By Yoav Noy, Partner |
For those who haven’t noticed, at the beginning of each year, the National Insurance updates the average wage in the economy. This figure serves as an indicator for changes in wage levels in the economy and as a basis for various payments associated with it, including taxes, income tests, and the calculation of certain allowances and grants, as well as determining the salary of foreign workers employed in Israel. At the top of the wage pyramid are foreign experts, who, according to regulations, have a minimum base salary calculated as a multiple of the average wage in the economy for periods of over 90 days. The rationale behind the government’s decision was to ensure that these workers do not come at the expense of the employment opportunities of Israelis seeking jobs, and to prevent the country from relying on cheap labor. According to data from the Population and Immigration Authority, the number of foreign experts employed in Israel stood at less than 7,000 in 2023, out of approximately 123,000 legal foreign workers, constituting less than 6% of all foreign workers.
On top of the mentioned base salary, unique salary expenses for foreign workers must be added, which are not present in the case of an Israeli worker. These include housing, health insurance, flights, as well as all social rights that an Israeli worker is entitled to, such as overtime, pension, vacation, sick leave, travel expenses, and more. This constitutes a minimum addition of 50% to the base salary and sometimes even more.
For those unfamiliar with the details, foreign experts are essentially all those foreign workers employed in Israel who do not fall into one of the following categories: nursing, construction, agriculture, industry, and unique technology. Therefore, the category of experts encompasses a very wide range of professionals with varying salary levels.

---

Exercise tasks:
1. How would this sentence from the article on foreign expert salaries read in Spanish: "This constitutes a minimum addition of 50% to the base salary and sometimes even more."?
2. Can you carry on the article on foreign expert salaries, starting right after its final sentence about the wide range of professionals and salary levels?
The listing isn't needed for any of this.

---

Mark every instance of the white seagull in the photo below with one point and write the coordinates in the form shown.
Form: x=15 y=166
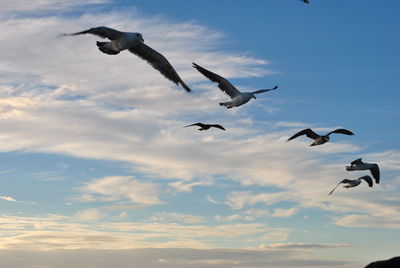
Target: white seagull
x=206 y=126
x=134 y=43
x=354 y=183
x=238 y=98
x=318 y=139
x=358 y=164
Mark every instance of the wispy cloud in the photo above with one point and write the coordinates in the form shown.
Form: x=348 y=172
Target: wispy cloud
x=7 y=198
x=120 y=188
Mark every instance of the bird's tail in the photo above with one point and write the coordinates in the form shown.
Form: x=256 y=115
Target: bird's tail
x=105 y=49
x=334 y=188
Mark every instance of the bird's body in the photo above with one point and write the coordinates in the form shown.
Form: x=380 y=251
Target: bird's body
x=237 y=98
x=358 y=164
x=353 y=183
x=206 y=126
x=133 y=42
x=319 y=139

---

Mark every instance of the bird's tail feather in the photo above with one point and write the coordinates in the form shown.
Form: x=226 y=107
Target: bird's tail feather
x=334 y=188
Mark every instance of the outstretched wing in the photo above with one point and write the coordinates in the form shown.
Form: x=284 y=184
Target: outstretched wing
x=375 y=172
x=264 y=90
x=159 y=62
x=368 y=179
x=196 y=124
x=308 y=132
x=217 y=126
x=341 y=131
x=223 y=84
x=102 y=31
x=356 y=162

---

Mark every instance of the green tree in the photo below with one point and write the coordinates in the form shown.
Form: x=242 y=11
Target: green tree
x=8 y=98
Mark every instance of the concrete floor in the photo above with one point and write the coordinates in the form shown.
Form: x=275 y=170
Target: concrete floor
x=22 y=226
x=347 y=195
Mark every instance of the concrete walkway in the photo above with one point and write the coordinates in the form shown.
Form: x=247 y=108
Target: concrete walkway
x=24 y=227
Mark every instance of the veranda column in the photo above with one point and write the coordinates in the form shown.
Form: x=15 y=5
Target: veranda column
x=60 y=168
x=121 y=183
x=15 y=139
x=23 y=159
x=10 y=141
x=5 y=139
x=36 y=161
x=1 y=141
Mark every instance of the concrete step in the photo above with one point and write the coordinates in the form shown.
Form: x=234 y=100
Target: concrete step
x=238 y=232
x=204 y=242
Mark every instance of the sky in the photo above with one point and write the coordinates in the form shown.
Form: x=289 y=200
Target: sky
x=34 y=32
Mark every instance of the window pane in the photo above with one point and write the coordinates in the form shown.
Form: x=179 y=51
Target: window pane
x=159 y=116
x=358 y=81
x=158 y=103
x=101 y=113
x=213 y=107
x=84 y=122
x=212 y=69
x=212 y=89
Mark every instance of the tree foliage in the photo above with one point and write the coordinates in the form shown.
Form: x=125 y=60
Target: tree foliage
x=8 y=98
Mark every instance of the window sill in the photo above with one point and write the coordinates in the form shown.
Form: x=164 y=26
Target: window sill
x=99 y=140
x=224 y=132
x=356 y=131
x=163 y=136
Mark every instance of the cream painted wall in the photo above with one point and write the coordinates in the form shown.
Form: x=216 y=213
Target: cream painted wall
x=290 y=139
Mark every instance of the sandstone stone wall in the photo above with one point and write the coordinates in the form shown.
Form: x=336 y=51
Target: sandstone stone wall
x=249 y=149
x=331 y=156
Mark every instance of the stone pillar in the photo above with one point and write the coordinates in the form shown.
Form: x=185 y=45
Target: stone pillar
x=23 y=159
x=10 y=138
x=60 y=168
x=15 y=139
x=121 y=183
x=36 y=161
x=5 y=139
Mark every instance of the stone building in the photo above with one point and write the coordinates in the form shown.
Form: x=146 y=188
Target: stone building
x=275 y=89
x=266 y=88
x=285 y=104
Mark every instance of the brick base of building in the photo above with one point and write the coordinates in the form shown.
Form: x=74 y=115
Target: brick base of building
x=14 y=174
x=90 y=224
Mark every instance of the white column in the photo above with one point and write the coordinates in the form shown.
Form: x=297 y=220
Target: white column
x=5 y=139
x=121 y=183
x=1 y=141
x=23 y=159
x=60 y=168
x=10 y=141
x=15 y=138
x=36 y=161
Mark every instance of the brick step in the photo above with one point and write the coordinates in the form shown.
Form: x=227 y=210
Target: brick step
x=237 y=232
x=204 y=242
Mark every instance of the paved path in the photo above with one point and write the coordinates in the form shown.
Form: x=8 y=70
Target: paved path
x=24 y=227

---

Answers to the tasks:
1. Esto constituye un incremento mínimo del 50 % sobre el salario base y, a veces, incluso más.

2.
Due to the pandemic and in order to prevent distortions resulting from the dismissal of hundreds of thousands of low-wage workers, the average wage in the economy was artificially frozen in 2021-2022. In early 2023, the wage was updated by 12.5%, and in 2024 by an additional 5.5%. The implication for employers of foreign experts was that while in December 2022 they were required to pay a minimum salary of 20,526 shekels to a foreign employee, today in January 2024, the same employer is required to pay a minimum salary of 24,758 shekels. This is a minimal addition of 4,232 shekels, to which must be added the social rights derived as a percentage of the salary, as well as the unique supplements for foreign workers, which have also increased. All this leads to the fact that the cost of hiring a specialist technician is not lower than that of hiring an engineer with 5 years of experience in a high-tech company.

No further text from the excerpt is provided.